Estatutos para o governo da Companhia de Mineração do Cuyabá
I. À Real Fazenda pertencerão duas acções livres nos reditos que produzir o fundo da Companhia de Mineração do Cuyabá, na fórma do seu espontaneo offerecimento.
II. O Governador e Capitão General da Capitania de Matto Grosso será o Inspector da Companhia, para vigiar sobre a observancia dos seus estatutos, zelando e promovendo tudo quanto for em seu proveito e da Real Fazenda, podendo convocar e formar Juntas interinas, emquanto se não estabelecerem as Juntas Administrativas, mandadas crear pelo alvará de 13 de Maio de 1803, para nellas se decidirem em ultima instancia aquelles negocios da Companhia que na fórma do mesmo alvará dependerem de taes decisões.
III. O mesmo Governador e Capitão General será Presidente da Mesa da Direcção e do Conselho da Companhia; e somente por approvação sua e com sua assistencia, ou de pessoa por elle delegada, poderá reunir-se o Conselho, quando forem dignas de attenção as razões allegadas pela Mesa da Direcção para esta convocação.
IV. O Conselho da Companhia será formado de doze dos seus accionistas que merecerem ao Governador e Capitão General um maior conceito; preferindo entre estes os que tiverem maior numero de acções e se acharem presentes no Cuyabá. A Mesa da Direcção será composta de quatro Directores, escolhidos entre os mais habeis dos do Conselho, servindo os Directores por tempo de tres annos, si não houver inconveniente qualificado e reconhecido em Conselho; e no fim do triennio poderão ser reconduzidos os Directores, ou poderão ser nomeados outros, como parecer ao Conselho da Companhia, que para esse fim se convocará.
V. O Conselho da Companhia será convocado no fim de cada um anno, para lhe serem apresentados pelos Directores os livros de receita e despeza, e fazer-se a conferencia do cofre, a fim de se conhecer da boa ou má administração dos Directores, lavrando-se de tudo os competentes termos.
VI. No tempo em que se assentar que se devem repartir os lucros, quando os houver, tambem se congregará o Conselho para regular os dividendos, sendo a partilha que se fizer assignada por todos os do Conselho e Directores, e ficando livre a qualquer interessado o exanimar o modo com que foi calculado o dividendo que lhe toca; para o que lhe será franqueado o livro dos termos e da receita e despeza, quando assim o exija; feito porém este exame perante os Directores, a quem compete a responsabilidade de taes livros.
VII. A sexta parte da quantia que tocar a cada um dos interessados ficará em reserva, fazendo-se a competente escripturação em separado e sendo guardada em cofre separado; e deste fundo é que sahirão as sommas necessarias para despezas extraordinarias, e até para compra de escravos, si para isso chegar, no fim do anno, sendo porém a sua applicação resolvida em Conselho.

*Dados extraídos:*
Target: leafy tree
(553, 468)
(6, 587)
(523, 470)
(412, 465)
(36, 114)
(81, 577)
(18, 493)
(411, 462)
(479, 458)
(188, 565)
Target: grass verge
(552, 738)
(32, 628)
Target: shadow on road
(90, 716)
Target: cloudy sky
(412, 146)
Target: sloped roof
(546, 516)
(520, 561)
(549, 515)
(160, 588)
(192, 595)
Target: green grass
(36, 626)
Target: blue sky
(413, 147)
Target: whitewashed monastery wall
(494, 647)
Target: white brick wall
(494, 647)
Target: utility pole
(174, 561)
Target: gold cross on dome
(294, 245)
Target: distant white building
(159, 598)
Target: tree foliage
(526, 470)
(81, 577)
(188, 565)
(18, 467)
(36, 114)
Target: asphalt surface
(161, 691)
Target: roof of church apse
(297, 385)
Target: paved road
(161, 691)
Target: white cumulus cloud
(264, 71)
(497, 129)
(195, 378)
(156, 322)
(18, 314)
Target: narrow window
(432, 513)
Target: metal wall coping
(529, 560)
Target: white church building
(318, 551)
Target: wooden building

*Tarefa proposta:* Segundo o trecho do documento, quantos diretores compõem a Mesa da Direcção? Os dados não têm relação com o trecho do documento.

*Resposta:* Quatro diretores.